Extracted text:
Do Photographers Really Need to Have a Unique Visual Style?

Do Photographers Really Need to Have a Unique Visual Style?

This is one of the most important questions that most photographers out there have been asking themselves. We admire the photographers who have their own styles, and sometimes we try to imitate their styles that we like most. We were all taught to try everything, until we find our own unique visual styles. But, is that really important?

Photography is not like painting, cinema, or architecture, and therefore it is harder to create a style and express it on a single image. You can try and use various techniques, and even you can develop your own shooting and post production techniques; however, this doesn’t always result with achieving a unique style. For instance, you can spend several hours on color grading that feels unique to you, but the sad truth is; every time you try, you will realize that, it is already used by another photographer, or maybe it can easily be achieved by a plug-in or a software. It may sound frustrating, but as long as it isn’t your main goal, then there is no need to be upset or give up.

Having a style is definitely an advantage for a commercial photographer. Considering all the effort, experience, sleepless nights, trials and errors, it pays for all as success in the long run. But, what about the fact that everyone is different in terms of perception and application? This leads us to another question: Would you consider yourself a bad photographer just because you don’t have a style? Well, probably not. Beyond any doubt, photographers with unique styles are good photographers, but this doesn’t mean “ordinary” photographers are bad in their professions. So, what is the point of being just like other thousands of photographers out there?

Being a Good Operator

It is always better to analyze your target audience and focus on what you are selling. Probably, 1% of the photographers in the market are hired due to their different styles and the rest can still earn from their photography work on regular basis. Whilst that 1% is usually considered top-notch, and targeted high-end clients, the rest can be still successful and earn decent money from photography. At this point, as an “ordinary” photographer, the key to success in photography business is being a good operator. If you are a wedding photographer, give your clients what they want; if you’re an advertising photographer, create the images that the creative director and the art director want to see; if you’re a fashion photographer, then try to show the garments of the designer in the best way with an overall appealing look. Meeting your clients’ expectations would also provide you a successful career and consistent income.

Excerpted records:

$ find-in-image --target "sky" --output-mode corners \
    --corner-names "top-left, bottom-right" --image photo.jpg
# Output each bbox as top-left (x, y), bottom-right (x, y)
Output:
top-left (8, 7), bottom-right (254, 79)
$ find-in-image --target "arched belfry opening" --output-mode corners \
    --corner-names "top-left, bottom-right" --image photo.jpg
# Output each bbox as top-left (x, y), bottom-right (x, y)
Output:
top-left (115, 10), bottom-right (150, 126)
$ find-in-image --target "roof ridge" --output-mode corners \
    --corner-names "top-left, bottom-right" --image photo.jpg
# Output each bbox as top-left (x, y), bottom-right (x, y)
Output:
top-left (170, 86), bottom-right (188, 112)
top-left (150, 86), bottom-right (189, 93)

---

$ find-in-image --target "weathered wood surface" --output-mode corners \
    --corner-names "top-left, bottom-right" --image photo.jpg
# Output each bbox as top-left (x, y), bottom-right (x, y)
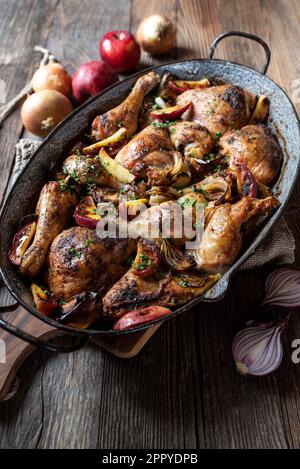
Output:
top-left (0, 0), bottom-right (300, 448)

---

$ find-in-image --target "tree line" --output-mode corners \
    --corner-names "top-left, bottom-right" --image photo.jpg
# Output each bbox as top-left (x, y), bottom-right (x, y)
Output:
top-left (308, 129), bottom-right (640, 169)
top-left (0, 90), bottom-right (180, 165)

Required work:
**A.** Could you output the passage of the article on photographic style that runs from "This is one" up to and including "that really important?", copied word for word?
**B.** Which lines in the rows contain the string "mode"? Extract each of them in full.

Answers to the tasks:
**A.**
This is one of the most important questions that most photographers out there have been asking themselves. We admire the photographers who have their own styles, and sometimes we try to imitate their styles that we like most. We were all taught to try everything, until we find our own unique visual styles. But, is that really important?

**B.**
$ find-in-image --target "sky" --output-mode corners \
$ find-in-image --target "arched belfry opening" --output-mode corners \
$ find-in-image --target "roof ridge" --output-mode corners \
$ find-in-image --target "weathered wood surface" --output-mode corners \
$ find-in-image --target "tree line" --output-mode corners \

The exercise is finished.